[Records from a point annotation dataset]
——
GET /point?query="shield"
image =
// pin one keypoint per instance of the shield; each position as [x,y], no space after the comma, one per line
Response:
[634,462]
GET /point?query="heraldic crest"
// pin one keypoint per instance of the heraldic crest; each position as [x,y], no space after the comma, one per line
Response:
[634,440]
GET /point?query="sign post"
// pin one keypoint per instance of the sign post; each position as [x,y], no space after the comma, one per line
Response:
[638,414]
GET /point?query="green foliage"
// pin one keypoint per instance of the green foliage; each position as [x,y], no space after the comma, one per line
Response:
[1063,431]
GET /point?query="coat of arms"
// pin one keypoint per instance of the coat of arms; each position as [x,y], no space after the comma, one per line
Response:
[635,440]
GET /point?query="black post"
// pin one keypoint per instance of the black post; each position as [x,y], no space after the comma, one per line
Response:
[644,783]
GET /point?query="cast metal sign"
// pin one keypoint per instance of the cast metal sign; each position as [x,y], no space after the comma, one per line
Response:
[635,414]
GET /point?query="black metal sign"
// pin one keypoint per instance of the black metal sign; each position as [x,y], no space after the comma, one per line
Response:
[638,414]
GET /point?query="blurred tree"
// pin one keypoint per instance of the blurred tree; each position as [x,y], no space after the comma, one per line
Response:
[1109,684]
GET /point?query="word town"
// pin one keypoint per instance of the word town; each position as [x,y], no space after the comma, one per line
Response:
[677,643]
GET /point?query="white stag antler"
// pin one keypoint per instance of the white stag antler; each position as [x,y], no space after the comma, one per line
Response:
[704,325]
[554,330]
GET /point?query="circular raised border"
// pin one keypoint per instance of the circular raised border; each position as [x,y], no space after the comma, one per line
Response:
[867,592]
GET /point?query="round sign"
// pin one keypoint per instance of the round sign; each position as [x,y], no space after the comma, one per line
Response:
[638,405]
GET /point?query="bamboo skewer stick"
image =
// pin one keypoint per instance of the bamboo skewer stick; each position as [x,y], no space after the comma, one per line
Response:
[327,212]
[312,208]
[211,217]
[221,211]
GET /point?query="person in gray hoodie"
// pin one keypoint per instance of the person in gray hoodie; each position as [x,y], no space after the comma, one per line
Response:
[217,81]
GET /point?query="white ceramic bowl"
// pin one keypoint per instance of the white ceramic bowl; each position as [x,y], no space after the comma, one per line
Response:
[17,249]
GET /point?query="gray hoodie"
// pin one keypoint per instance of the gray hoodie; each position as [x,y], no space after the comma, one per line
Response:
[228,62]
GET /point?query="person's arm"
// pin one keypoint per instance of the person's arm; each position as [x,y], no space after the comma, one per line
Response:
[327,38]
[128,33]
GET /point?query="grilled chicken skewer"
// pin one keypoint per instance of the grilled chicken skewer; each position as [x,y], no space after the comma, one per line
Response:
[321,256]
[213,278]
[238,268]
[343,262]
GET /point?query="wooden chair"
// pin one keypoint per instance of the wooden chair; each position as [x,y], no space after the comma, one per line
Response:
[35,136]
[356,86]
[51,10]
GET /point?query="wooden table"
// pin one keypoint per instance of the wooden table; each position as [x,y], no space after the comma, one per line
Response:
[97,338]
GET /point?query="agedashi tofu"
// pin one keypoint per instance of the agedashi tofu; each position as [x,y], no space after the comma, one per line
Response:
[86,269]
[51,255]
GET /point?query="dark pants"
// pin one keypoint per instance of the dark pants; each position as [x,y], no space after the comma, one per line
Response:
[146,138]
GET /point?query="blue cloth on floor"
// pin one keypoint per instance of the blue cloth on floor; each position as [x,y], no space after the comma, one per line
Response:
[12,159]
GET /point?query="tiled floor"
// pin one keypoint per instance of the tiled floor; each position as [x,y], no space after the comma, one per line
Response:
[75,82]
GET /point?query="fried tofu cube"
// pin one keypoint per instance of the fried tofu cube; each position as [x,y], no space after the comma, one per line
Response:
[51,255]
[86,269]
——
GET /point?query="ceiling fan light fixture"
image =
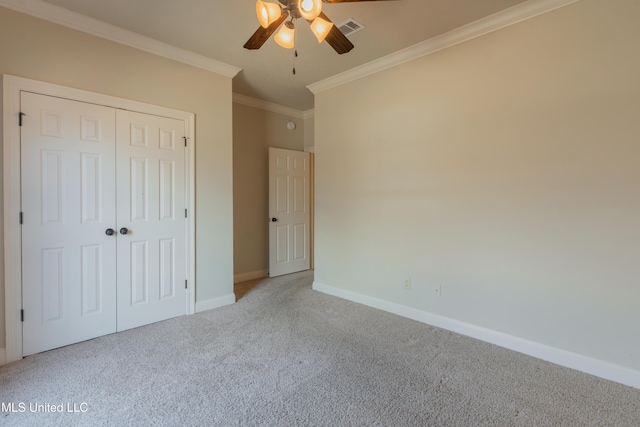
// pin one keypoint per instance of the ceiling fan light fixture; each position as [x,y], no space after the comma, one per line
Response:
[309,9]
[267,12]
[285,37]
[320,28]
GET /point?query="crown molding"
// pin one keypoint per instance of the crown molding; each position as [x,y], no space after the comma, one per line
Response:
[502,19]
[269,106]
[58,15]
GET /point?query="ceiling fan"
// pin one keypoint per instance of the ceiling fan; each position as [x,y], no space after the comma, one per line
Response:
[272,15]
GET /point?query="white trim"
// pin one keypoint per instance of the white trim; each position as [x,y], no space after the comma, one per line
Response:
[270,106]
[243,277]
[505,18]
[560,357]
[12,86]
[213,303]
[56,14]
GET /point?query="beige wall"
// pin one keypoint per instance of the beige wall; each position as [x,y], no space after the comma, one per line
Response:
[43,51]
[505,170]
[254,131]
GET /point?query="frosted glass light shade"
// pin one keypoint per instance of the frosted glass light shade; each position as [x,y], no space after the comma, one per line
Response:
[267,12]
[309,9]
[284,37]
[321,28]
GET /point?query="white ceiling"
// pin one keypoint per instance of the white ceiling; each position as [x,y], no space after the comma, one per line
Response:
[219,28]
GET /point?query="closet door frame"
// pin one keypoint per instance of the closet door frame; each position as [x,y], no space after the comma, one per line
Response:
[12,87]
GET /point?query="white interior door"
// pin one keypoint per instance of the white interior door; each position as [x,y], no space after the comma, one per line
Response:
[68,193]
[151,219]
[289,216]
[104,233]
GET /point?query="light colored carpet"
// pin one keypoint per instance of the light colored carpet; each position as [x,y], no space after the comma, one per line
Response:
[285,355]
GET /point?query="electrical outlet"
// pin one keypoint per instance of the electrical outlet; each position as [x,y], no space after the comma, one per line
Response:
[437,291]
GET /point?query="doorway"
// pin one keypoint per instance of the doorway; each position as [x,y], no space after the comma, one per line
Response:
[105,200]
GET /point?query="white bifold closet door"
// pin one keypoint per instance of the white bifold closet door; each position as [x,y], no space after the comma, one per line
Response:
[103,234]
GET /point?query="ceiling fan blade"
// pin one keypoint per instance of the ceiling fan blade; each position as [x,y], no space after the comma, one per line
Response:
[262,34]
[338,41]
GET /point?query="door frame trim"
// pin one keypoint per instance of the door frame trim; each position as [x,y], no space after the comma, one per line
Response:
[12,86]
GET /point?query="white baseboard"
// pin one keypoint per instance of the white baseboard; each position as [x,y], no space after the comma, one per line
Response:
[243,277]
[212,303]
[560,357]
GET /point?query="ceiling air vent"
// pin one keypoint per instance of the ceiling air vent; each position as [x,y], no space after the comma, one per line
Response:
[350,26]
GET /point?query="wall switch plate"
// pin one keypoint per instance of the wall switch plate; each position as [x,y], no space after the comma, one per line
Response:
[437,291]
——
▸ Task goal
Please show every line in the entries above that contains the string "tiled", treating uppercase and lowercase letters as different.

▸ Response
GET /point?query="tiled floor"
// pin one keypoint per instance of the tiled floor; each position as [x,y], no space after the comma, one per line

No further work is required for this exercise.